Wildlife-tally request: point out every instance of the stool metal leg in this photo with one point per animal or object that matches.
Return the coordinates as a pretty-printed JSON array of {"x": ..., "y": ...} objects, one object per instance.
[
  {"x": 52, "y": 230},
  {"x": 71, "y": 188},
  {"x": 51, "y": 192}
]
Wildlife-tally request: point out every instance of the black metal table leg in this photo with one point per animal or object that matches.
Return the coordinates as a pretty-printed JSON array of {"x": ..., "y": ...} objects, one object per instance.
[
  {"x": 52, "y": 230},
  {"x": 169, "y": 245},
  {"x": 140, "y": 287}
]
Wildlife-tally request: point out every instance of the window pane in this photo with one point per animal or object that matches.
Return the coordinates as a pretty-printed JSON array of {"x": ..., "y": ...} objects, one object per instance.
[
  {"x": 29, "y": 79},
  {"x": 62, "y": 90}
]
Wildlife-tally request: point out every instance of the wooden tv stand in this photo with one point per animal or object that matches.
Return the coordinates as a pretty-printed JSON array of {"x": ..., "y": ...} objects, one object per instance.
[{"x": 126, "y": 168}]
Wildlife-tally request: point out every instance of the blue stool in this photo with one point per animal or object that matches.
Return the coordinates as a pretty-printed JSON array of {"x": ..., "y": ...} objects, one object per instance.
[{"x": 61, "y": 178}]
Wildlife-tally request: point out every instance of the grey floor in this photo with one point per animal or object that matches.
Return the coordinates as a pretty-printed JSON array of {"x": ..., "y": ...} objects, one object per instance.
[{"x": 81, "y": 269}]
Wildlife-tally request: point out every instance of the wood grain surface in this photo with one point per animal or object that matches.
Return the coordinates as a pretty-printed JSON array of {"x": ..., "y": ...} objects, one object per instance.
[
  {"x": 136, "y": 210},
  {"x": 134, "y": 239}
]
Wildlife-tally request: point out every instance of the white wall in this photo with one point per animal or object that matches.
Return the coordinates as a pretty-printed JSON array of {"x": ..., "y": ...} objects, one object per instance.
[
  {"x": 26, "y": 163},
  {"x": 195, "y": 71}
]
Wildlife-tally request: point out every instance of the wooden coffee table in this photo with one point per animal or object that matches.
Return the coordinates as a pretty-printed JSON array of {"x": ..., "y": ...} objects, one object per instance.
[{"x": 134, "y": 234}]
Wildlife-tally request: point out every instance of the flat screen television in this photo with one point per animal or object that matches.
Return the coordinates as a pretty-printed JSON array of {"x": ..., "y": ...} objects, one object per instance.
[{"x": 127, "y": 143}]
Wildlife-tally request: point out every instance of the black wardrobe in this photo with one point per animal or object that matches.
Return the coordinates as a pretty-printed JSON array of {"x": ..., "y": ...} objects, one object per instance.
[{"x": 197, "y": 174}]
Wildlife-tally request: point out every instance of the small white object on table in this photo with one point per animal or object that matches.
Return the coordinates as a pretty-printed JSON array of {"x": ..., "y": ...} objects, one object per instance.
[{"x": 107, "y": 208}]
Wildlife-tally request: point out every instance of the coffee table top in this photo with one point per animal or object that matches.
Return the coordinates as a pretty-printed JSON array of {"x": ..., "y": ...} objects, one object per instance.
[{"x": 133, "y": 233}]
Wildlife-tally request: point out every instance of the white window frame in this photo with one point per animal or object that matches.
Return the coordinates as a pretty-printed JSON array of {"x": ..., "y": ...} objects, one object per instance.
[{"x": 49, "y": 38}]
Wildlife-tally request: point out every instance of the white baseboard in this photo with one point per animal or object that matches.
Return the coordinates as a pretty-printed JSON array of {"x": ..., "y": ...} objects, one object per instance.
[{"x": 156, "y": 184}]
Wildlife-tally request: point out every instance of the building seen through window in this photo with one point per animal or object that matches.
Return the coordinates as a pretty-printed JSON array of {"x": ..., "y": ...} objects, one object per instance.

☆ ☆ ☆ ☆ ☆

» **Task details**: Convert every line above into a JSON list of strings, with one string per line and blank lines left out.

» **Solution**:
[
  "Wildlife-tally request: point out every instance of the stool metal leg in this photo with one point per animal or object that matches.",
  "Return the coordinates as a pretty-printed JSON array of {\"x\": ..., \"y\": ...} objects, one object per instance.",
  "[",
  "  {\"x\": 52, \"y\": 230},",
  "  {\"x\": 71, \"y\": 188},",
  "  {\"x\": 51, \"y\": 192}",
  "]",
  "Wildlife-tally request: point out every instance of the black metal table leg in this photo with one point per animal or object that matches.",
  "Return the coordinates as a pretty-printed JSON array of {\"x\": ..., \"y\": ...} objects, one object per instance.",
  "[",
  "  {\"x\": 52, \"y\": 230},",
  "  {\"x\": 169, \"y\": 245},",
  "  {\"x\": 140, \"y\": 287}",
  "]",
  "Wildlife-tally request: point out every instance of the window pane in this photo with one point per animal or object that matches.",
  "Return the coordinates as a pretty-printed JSON array of {\"x\": ..., \"y\": ...} objects, one object per instance.",
  "[",
  "  {\"x\": 29, \"y\": 79},",
  "  {\"x\": 62, \"y\": 90}",
  "]",
  "Wildlife-tally request: point out every instance of the wooden tv stand in this photo with one point per animal or object that matches.",
  "Return the coordinates as a pretty-printed JSON array of {\"x\": ..., \"y\": ...} objects, one object per instance.",
  "[{\"x\": 126, \"y\": 168}]",
  "Wildlife-tally request: point out every instance of the blue stool in this photo with one point per animal or object that matches.",
  "Return the coordinates as a pretty-printed JSON array of {\"x\": ..., \"y\": ...} objects, one object per instance.",
  "[{\"x\": 61, \"y\": 178}]",
  "Wildlife-tally request: point out every instance of the grey floor in this photo with one point per animal or object that matches.",
  "Return the coordinates as a pretty-printed JSON array of {\"x\": ..., \"y\": ...} objects, one object per instance.",
  "[{\"x\": 81, \"y\": 269}]",
  "Wildlife-tally request: point out every instance of the wood grain surface in this photo with one point per animal or object that matches.",
  "Return the coordinates as a pretty-printed JSON array of {\"x\": ..., \"y\": ...} objects, one object per instance.",
  "[",
  "  {\"x\": 136, \"y\": 210},",
  "  {\"x\": 134, \"y\": 239}",
  "]",
  "Wildlife-tally request: point out every instance of the white wall in this photo with one point per animal or object that matches.",
  "Return the coordinates as a pretty-printed JSON array of {\"x\": ..., \"y\": ...} objects, one object per instance.",
  "[",
  "  {\"x\": 26, \"y\": 163},",
  "  {\"x\": 195, \"y\": 71}",
  "]",
  "Wildlife-tally request: point out every instance of the wooden coffee table in this photo with one point per animal or object that matches.",
  "Return the coordinates as a pretty-printed JSON array of {\"x\": ..., \"y\": ...} objects, one object per instance.",
  "[{\"x\": 134, \"y\": 234}]",
  "Wildlife-tally request: point out every instance of the flat screen television in this photo with one point per animal or object that matches.",
  "Return the coordinates as a pretty-printed JSON array of {\"x\": ..., \"y\": ...} objects, one object per instance.",
  "[{\"x\": 127, \"y\": 143}]",
  "Wildlife-tally request: point out every instance of the black wardrobe in this photo with one point per animal or object that matches.",
  "Return the coordinates as a pretty-printed JSON array of {\"x\": ..., \"y\": ...} objects, one object per instance.",
  "[{\"x\": 197, \"y\": 174}]",
  "Wildlife-tally request: point out every instance of the small white object on table in this photo with one point per animal or object that matches.",
  "Return the coordinates as a pretty-printed JSON array of {\"x\": ..., \"y\": ...} objects, one object per instance.",
  "[{\"x\": 107, \"y\": 208}]",
  "Wildlife-tally request: point out every instance of the coffee table top in this photo with one point per animal or object that matches.",
  "Return the coordinates as a pretty-printed JSON array of {\"x\": ..., \"y\": ...} objects, one object per instance.",
  "[{\"x\": 133, \"y\": 233}]",
  "Wildlife-tally request: point out every instance of the white window frame in this photo with one point per animal or object that matches.",
  "Return the coordinates as a pretty-printed JSON array of {\"x\": ..., \"y\": ...} objects, one object per instance.",
  "[{\"x\": 49, \"y\": 38}]",
  "Wildlife-tally request: point out every instance of the white baseboard in this photo with one point per animal or object that matches.",
  "Return the coordinates as a pretty-printed JSON array of {\"x\": ..., \"y\": ...} objects, one object per instance.",
  "[{\"x\": 156, \"y\": 184}]",
  "Wildlife-tally request: point out every instance of the building seen through window in this photo with one point per animal or object that matches.",
  "Return the coordinates as a pretty-printed JSON array of {\"x\": ..., \"y\": ...} objects, one object per instance."
]